Preface

Linux is developed with a stronger practical emphasis than a theoretical one. When new algorithms or changes to existing implementations are suggested, it is common to request code to match the argument. Many of the algorithms used in the Virtual Memory (VM) system were designed by theorists but the implementations have now diverged from the theory considerably. In part, Linux does follow the traditional development cycle of design to implementation but it is more common for changes to be made in reaction to how the system behaved in the “real-world” and intuitive decisions by developers.

This means that the VM performs well in practice but there is very little VM specific documentation available except for a few incomplete overviews in a small number of websites, except the web site containing an earlier draft of this book of course! This has lead to the situation where the VM is fully understood only by a small number of core developers. New developers looking for information on how it functions are generally told to read the source and little or no information is available on the theoretical basis for the implementation. This requires that even a casual observer invest a large amount of time to read the code and study the field of Memory Management.

This book, gives a detailed tour of the Linux VM as implemented in 2.4.22 and gives a solid introduction of what to expect in 2.6. As well as discussing the implementation, the theory it is is based on will also be introduced. This is not intended to be a memory management theory book but it is often much simpler to understand why the VM is implemented in a particular fashion if the underlying basis is known in advance.

To complement the description, the appendix includes a detailed code commentary on a significant percentage of the VM. This should drastically reduce the amount of time a developer or researcher needs to invest in understanding what is happening inside the Linux VM. As VM implementations tend to follow similar code patterns even between major versions. This means that with a solid understanding of the 2.4 VM, the later 2.5 development VMs and the final 2.6 release will be decipherable in a number of weeks.

The Intended Audience

Anyone interested in how the VM, a core kernel subsystem, works will find answers to many of their questions in this book. The VM, more than any other subsystem, affects the overall performance of the operating system. It is also one of the most poorly understood and badly documented subsystem in Linux, partially because there is, quite literally, so much of it. It is very difficult to isolate and understand individual parts of the code without first having a strong conceptual model of the whole VM, so this book intends to give a detailed description of what to expect without before going to the source.

This material should be of prime interest to new developers interested in adapting the VM to their needs and to readers who simply would like to know how the VM works. It also will benefit other subsystem developers who want to get the most from the VM when they interact with it and operating systems researchers looking for details on how memory management is implemented in a modern operating system. For others, who are just curious to learn more about a subsystem that is the focus of so much discussion, they will find an easy to read description of the VM functionality that covers all the details without the need to plough through source code.

However, it is assumed that the reader has read at least one general operating system book or one general Linux kernel orientated book and has a general knowledge of C before tackling this book. While every effort is made to make the material approachable, some prior knowledge of general operating systems is assumed.

• [PROVIDED RECORDS]
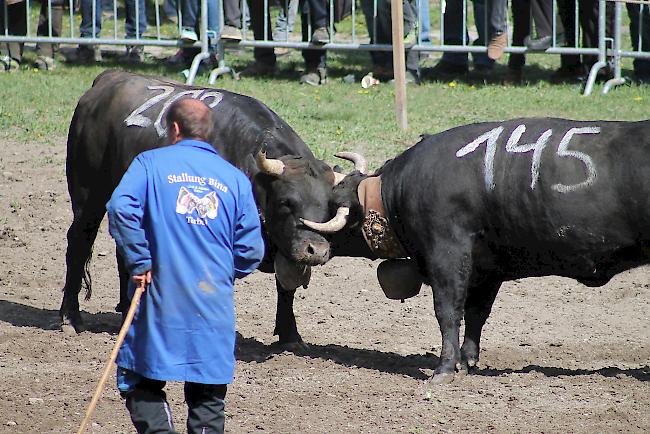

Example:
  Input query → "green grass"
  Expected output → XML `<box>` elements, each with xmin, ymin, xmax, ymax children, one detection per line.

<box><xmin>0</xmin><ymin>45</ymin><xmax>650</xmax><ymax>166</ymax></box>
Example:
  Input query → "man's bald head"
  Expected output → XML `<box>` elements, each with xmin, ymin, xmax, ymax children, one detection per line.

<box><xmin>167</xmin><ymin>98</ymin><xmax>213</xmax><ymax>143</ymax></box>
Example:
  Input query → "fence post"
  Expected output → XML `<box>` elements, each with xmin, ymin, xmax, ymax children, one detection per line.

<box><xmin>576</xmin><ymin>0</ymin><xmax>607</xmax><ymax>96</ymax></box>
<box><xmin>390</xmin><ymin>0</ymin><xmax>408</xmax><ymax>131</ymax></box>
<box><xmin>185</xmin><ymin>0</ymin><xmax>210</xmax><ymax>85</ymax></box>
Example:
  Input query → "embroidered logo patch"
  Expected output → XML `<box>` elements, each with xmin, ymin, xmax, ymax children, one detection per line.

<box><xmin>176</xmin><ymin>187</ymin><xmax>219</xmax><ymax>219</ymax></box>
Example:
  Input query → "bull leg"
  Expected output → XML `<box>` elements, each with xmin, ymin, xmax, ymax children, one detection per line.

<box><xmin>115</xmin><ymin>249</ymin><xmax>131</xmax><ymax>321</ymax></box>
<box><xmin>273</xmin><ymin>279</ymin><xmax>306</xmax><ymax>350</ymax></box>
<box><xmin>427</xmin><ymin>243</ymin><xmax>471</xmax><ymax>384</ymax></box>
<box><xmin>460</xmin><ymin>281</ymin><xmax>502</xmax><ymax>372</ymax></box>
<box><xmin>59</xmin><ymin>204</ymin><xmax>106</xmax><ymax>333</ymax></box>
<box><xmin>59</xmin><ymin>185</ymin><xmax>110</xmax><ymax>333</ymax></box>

---

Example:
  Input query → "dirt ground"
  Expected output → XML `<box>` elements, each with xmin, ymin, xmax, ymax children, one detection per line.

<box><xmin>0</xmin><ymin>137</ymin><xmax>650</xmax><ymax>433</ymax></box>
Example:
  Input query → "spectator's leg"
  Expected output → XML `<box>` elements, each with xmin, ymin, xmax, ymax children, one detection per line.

==

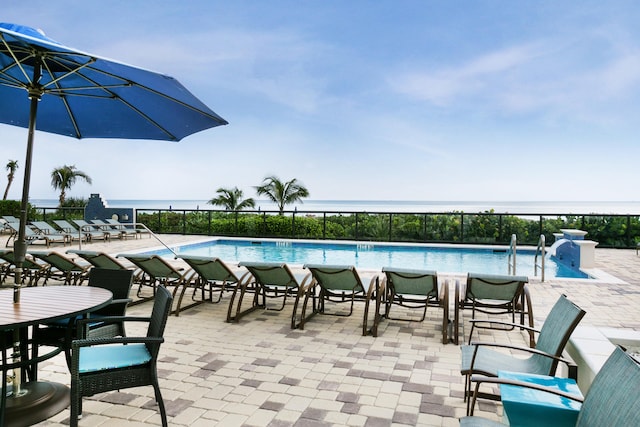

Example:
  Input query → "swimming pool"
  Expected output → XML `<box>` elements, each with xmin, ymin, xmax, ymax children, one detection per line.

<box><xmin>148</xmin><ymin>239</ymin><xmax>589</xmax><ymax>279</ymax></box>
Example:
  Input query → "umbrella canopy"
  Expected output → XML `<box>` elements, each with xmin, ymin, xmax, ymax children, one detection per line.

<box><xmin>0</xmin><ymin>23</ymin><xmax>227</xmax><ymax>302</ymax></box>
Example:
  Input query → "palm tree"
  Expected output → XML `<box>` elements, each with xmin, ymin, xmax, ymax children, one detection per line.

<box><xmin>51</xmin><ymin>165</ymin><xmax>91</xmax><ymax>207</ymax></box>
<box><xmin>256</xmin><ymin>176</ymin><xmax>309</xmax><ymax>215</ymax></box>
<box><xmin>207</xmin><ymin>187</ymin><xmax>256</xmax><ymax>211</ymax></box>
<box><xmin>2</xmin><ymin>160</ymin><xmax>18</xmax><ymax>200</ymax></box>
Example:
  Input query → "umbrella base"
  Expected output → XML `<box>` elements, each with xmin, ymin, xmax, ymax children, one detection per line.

• [WORK TO COMPLETE]
[1] In the Linux VM preface, which kernel version does the book describe in detail?
[2] Write the next part of the Linux VM preface, picking up after its final sentence.
The data has nothing to do with the Linux VM preface.

• [ANSWERS BELOW]
[1] Linux 2.4.22.

[2]
Book Overview

In chapter 1, we go into detail on how the source code may be managed and deciphered. Three tools will be introduced that are used for the analysis, easy browsing and management of code. The main tools are the Linux Cross Referencing (LXR) tool which allows source code to be browsed as a web page and CodeViz for generating call graphs which was developed while researching this book. The last tool, PatchSet is for managing kernels and the application of patches. Applying patches manually can be time consuming and the use of version control software such as CVS (http://www.cvshome.org/) or BitKeeper (http://www.bitmover.com) are not always an option. With this tool, a simple specification file determines what source to use, what patches to apply and what kernel configuration to use.

In the subsequent chapters, each part of the Linux VM implementation will be discussed in detail, such as how memory is described in an architecture independent manner, how processes manage their memory, how the specific allocators work and so on. Each will refer to the papers that describe closest the behaviour of Linux as well as covering in depth the implementation, the functions used and their call graphs so the reader will have a clear view of how the code is structured. At the end of each chapter, there will be a “What's New” section which introduces what to expect in the 2.6 VM.

The appendices are a code commentary of a significant percentage of the VM. It gives a line by line description of some of the more complex aspects of the VM. The style of the VM tends to be reasonably consistent, even between major releases of the kernel so an in-depth understanding of the 2.4 VM will be an invaluable aid to understanding the 2.6 kernel when it is released.

What's New in 2.6

At the time of writing, 2.6.0-test4 has just been released so 2.6.0-final is due “any month now” which means December 2003 or early 2004. Fortunately the 2.6 VM, in most ways, is still quite recognisable in comparison to 2.4. However, there is some new material and concepts in 2.6 and it would be pity to ignore them so to address this, hence the “What's New in 2.6” sections. To some extent, these sections presume you have read the rest of the book so only glance at them during the first reading. If you decide to start reading 2.5 and 2.6 VM code, the basic description of what to expect from the “Whats New” sections should greatly aid your understanding. It is important to note that the sections are based on the 2.6.0-test4 kernel which should not change change significantly before 2.6. As they are still subject to change though, you should still treat the “What's New” sections as guidelines rather than definite facts.

Companion CD

A companion CD is included with this book which is intended to be used on systems with GNU/Linux installed. Mount the CD on /cdrom as followed;

root@joshua:/$ mount /dev/cdrom /cdrom -o exec

A copy of Apache 1.3.27 (http://www.apache.org/) has been built and configured to run but it requires the CD be mounted on /cdrom/. To start it, run the script /cdrom/start_server. If there are no errors, the output should look like:

mel@joshua:~$ /cdrom/start_server
Starting CodeViz Server: done
Starting Apache Server:  done

The URL to access is http://localhost:10080/

If the server starts successfully, point your browser to http://localhost:10080 to avail of the CDs web services. Some features included with the CD are:

A web server started is available which is started by /cdrom/start_server. After starting it, the URL to access is http://localhost:10080. It has been tested with Red Hat 7.3 and Debian Woody;
The whole book is included in HTML, PDF and plain text formats from /cdrom/docs. It includes a searchable index for functions that have a commentary available. If a function is searched for that does not have a commentary, the browser will be automatically redirected to LXR;
A web browsable copy of the Linux 2.4.22 source is available courtesy of LXR
Generate call graphs with an online version of the CodeViz tool.
The VM Regress, CodeViz and patchset packages which are discussed in Chapter 1 are available in /cdrom/software. gcc-3.0.4 is also provided as it is required for building CodeViz.

To shutdown the server, run the script /cdrom/stop_server and the CD may then be unmounted.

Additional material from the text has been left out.